(Referring expression pointing data)
┄┄┄┄┄┄

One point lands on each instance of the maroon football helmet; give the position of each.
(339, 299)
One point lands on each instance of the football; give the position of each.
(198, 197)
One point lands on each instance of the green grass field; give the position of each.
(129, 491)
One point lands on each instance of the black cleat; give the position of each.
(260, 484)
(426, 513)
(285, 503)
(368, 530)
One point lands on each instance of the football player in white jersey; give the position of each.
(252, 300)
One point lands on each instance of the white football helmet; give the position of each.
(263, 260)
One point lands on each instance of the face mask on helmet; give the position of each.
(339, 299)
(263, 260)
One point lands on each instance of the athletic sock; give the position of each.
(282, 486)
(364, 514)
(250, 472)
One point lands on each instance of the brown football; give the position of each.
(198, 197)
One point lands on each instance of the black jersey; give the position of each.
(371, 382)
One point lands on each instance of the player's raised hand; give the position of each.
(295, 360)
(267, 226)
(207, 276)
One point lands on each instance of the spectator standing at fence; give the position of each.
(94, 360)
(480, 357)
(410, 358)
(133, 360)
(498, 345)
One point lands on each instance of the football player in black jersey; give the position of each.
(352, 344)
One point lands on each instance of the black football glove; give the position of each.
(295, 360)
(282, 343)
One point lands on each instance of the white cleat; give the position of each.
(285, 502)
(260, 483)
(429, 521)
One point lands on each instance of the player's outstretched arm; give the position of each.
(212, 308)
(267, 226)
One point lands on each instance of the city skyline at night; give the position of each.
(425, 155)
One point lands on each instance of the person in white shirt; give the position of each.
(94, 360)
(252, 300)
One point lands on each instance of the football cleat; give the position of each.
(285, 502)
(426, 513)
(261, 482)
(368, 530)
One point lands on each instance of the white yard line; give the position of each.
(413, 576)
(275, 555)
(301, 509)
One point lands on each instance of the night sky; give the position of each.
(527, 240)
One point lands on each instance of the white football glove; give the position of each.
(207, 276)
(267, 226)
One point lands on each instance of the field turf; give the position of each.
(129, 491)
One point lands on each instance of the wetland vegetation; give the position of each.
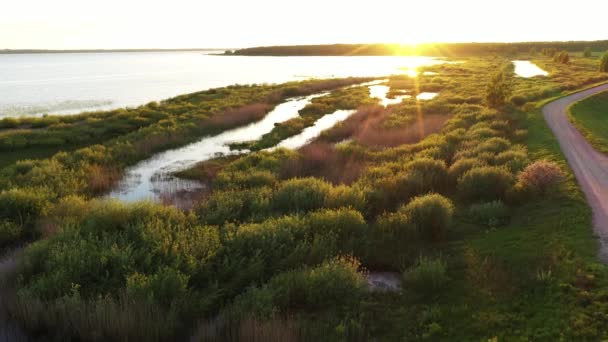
(466, 197)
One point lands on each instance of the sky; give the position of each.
(133, 24)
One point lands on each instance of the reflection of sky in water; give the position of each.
(152, 178)
(33, 84)
(528, 69)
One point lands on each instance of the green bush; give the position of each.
(461, 166)
(500, 87)
(396, 227)
(431, 214)
(486, 183)
(344, 196)
(493, 145)
(342, 230)
(515, 159)
(235, 206)
(491, 214)
(300, 195)
(24, 206)
(244, 179)
(10, 232)
(540, 176)
(335, 283)
(427, 277)
(163, 287)
(434, 173)
(562, 57)
(604, 63)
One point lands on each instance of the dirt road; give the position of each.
(589, 165)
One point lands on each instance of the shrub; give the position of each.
(396, 226)
(492, 214)
(432, 215)
(163, 287)
(460, 167)
(341, 230)
(493, 145)
(24, 206)
(235, 206)
(10, 232)
(604, 63)
(344, 196)
(588, 52)
(562, 57)
(500, 88)
(540, 176)
(434, 173)
(486, 183)
(244, 179)
(300, 195)
(335, 283)
(427, 276)
(515, 160)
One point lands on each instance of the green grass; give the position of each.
(590, 116)
(535, 278)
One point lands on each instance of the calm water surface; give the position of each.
(35, 84)
(153, 179)
(528, 69)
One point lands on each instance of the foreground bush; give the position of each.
(540, 176)
(604, 63)
(486, 183)
(432, 215)
(10, 232)
(434, 173)
(335, 283)
(427, 276)
(300, 195)
(492, 214)
(461, 166)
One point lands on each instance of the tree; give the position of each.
(587, 53)
(500, 87)
(604, 63)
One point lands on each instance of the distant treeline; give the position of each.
(23, 51)
(438, 49)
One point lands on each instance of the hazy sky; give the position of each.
(81, 24)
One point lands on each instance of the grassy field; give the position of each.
(590, 116)
(281, 246)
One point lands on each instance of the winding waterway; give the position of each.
(153, 179)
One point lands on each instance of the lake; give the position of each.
(67, 83)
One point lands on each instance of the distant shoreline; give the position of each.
(424, 49)
(42, 51)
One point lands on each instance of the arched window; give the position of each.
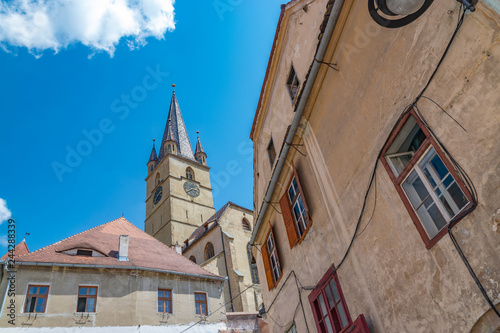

┄┄┄┄┄┄

_AIM OF THE TASK:_ From the first line to the last, retype the data above exactly, but not its images.

_TASK OUTPUT:_
One point lands on each instance of the maroon football helmet; give the position of each.
(339, 299)
One point lands on each instance of the football; give the position of each.
(198, 197)
One point lands on each instance of the green grass field; give the position of each.
(129, 491)
One point lands on each instance of the black cleat; give the position of each.
(260, 484)
(426, 513)
(285, 503)
(368, 530)
One point lands on each instance of the football player in white jersey; give the position of each.
(252, 300)
One point lands on each instance of the white football helmet; give the position of each.
(263, 260)
One point lands on each instance of the face mask on helmet; give the position of each.
(339, 299)
(263, 260)
One point lands on each instance of the athletic sock; give the position of each.
(282, 486)
(364, 514)
(250, 472)
One point lands on each instance of the brown football; give the position of each.
(198, 197)
One point lands on each instance of the black jersey; give the position of each.
(371, 382)
One point lands on each instance of the player's raised hand; give the position of each.
(295, 360)
(267, 226)
(207, 276)
One point lands on each instance of the spectator standing at fence; give the position of each.
(94, 360)
(480, 357)
(410, 358)
(133, 360)
(498, 345)
One point lands on each instance of the football player in black jersey; give the position of each.
(352, 344)
One point lands on each instance of the black football glove; give the position of each.
(295, 360)
(282, 343)
One point lands on each instance of the white cleat; give the position of each.
(285, 502)
(260, 483)
(429, 521)
One point lands on each instance of the player's outstretched arm; give the position of each.
(212, 308)
(267, 226)
One point lands on each instance of the city skyline at night; give the position of each.
(425, 155)
One point lands on each instance of the person in white shirt; give the position of each.
(94, 360)
(252, 300)
One point lands on each instance of the football cleat; give the position of each.
(285, 502)
(426, 513)
(261, 482)
(368, 530)
One point lands on each instance of the white yard line; give the position of each.
(413, 576)
(275, 555)
(301, 509)
One point lands on each instance of the night sky; give the position of each.
(527, 240)
One point lands on each instance of the white football glove; give the position of each.
(207, 276)
(267, 226)
One point lands on each instance of the field turf; give the position of each.
(129, 491)
One point lands on each instance of the wetland vegetation; give the position of each.
(466, 197)
One point lands on each instance of the sky; give the position of each.
(133, 24)
One point lands on each instance of the reflection of sky in water; give the position of each.
(152, 178)
(33, 84)
(528, 69)
One point lands on each instance of the green bush; give the position of each.
(461, 166)
(500, 87)
(396, 227)
(431, 214)
(486, 183)
(344, 196)
(493, 145)
(342, 230)
(515, 159)
(235, 206)
(491, 214)
(300, 195)
(24, 206)
(244, 179)
(10, 232)
(540, 176)
(335, 283)
(427, 277)
(163, 287)
(434, 173)
(562, 57)
(604, 63)
One point lands on each instance of the dirt road; give the position of each.
(589, 165)
One point lands on each instance of the shrub; give the position of each.
(396, 226)
(492, 214)
(432, 215)
(163, 287)
(460, 167)
(341, 230)
(493, 145)
(24, 206)
(235, 206)
(10, 232)
(604, 63)
(344, 196)
(588, 52)
(562, 57)
(500, 88)
(540, 176)
(434, 173)
(486, 183)
(244, 179)
(300, 195)
(335, 283)
(427, 276)
(515, 160)
One point lands on each instance of the green grass; give the position of each.
(590, 116)
(535, 278)
One point lands on each instance of the calm water surface; give the position of each.
(35, 84)
(153, 179)
(528, 69)
One point lands on each instance of the foreground bush; give the position of each.
(540, 176)
(604, 63)
(486, 183)
(432, 215)
(10, 232)
(434, 173)
(335, 283)
(427, 276)
(300, 195)
(492, 214)
(461, 166)
One point lands on each instance of the tree; give the position of each.
(587, 53)
(500, 87)
(604, 63)
One point lands on each instance of the distant treeline; give the position of each.
(23, 51)
(438, 49)
One point lands on each instance of the hazy sky; give the position of each.
(81, 24)
One point lands on each instance of the grassy field; give the position of each.
(590, 116)
(281, 246)
One point lands on each instance of the winding waterway; give the position of each.
(153, 179)
One point lands on each instance of the lake; give the position of each.
(67, 83)
One point lands on each instance of the distant shoreline; give the position of each.
(424, 49)
(42, 51)
One point lands on each instance of the arched window; give the position of each.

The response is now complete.